◆ Task details
Copy the lines of the records word for word, starting at the line that contains "Where can the horizontal" and stopping after the line that contains "Query: wall light".

◆ Input material
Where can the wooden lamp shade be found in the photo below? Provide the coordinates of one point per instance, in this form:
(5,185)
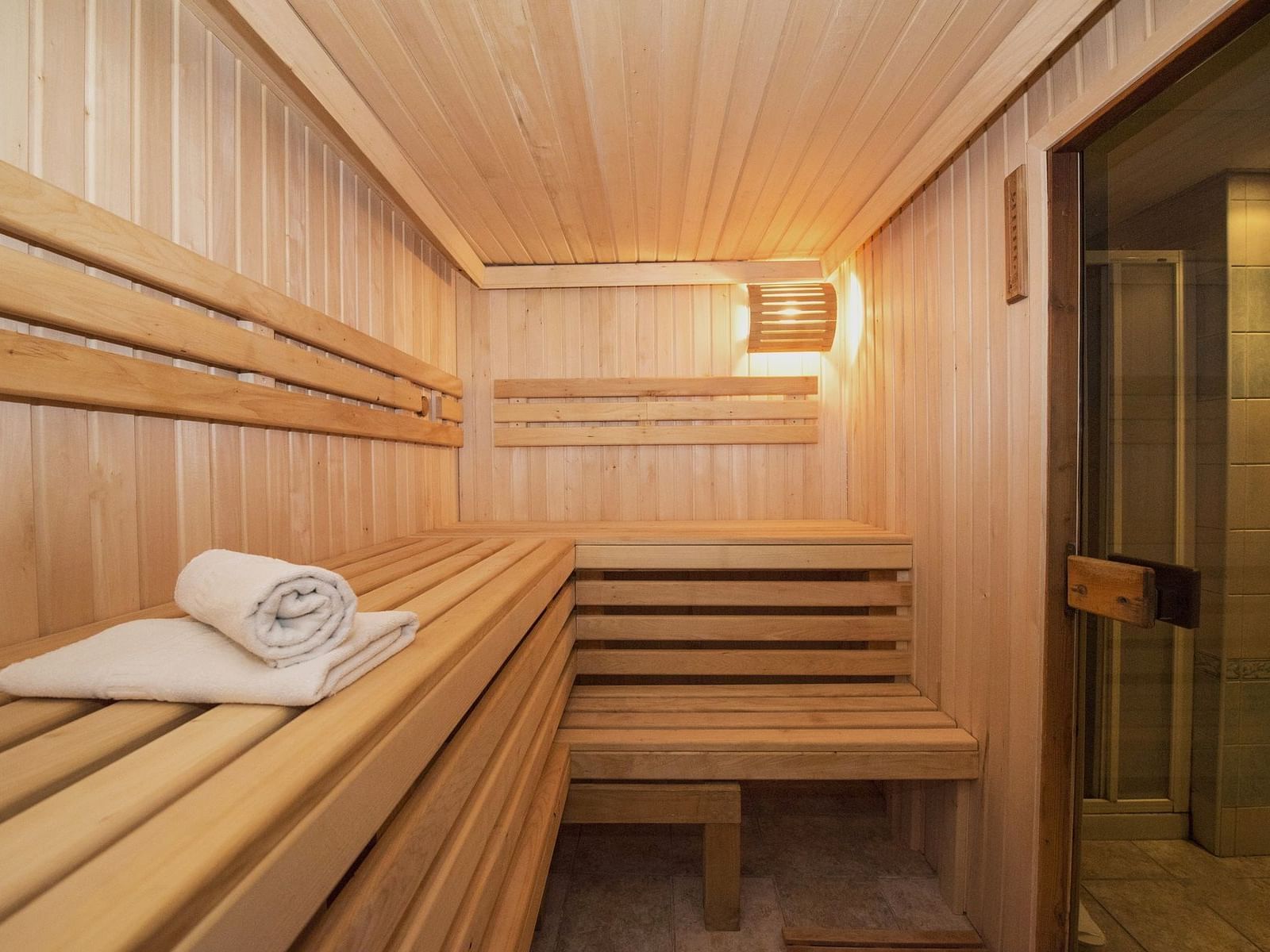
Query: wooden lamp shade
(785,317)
...
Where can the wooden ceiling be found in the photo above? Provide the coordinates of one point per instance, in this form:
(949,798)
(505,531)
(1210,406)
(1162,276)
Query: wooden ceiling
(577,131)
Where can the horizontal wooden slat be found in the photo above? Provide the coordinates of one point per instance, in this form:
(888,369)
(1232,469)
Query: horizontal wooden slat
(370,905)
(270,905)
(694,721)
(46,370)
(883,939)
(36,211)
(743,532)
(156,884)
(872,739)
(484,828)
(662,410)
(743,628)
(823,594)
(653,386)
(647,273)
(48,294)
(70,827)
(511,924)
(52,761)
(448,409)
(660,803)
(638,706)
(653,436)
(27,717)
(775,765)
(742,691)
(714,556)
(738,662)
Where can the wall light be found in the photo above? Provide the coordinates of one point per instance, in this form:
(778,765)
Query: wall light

◆ Problem solution
Where can the horizontal wooden slat be found in the photo above? Provide the coordinates of one point per instance, in this form:
(888,369)
(1232,469)
Query: horizontal wooden slat
(370,905)
(270,905)
(694,721)
(46,370)
(883,939)
(36,211)
(743,532)
(156,884)
(872,739)
(484,828)
(662,410)
(743,628)
(823,594)
(653,386)
(647,273)
(48,294)
(70,827)
(511,924)
(52,761)
(448,409)
(660,803)
(638,706)
(653,436)
(27,717)
(775,765)
(742,691)
(714,556)
(738,662)
Where can the wall light be found in the photo above? Provide the coordinates of one point per instance, in this form:
(778,765)
Query: wall light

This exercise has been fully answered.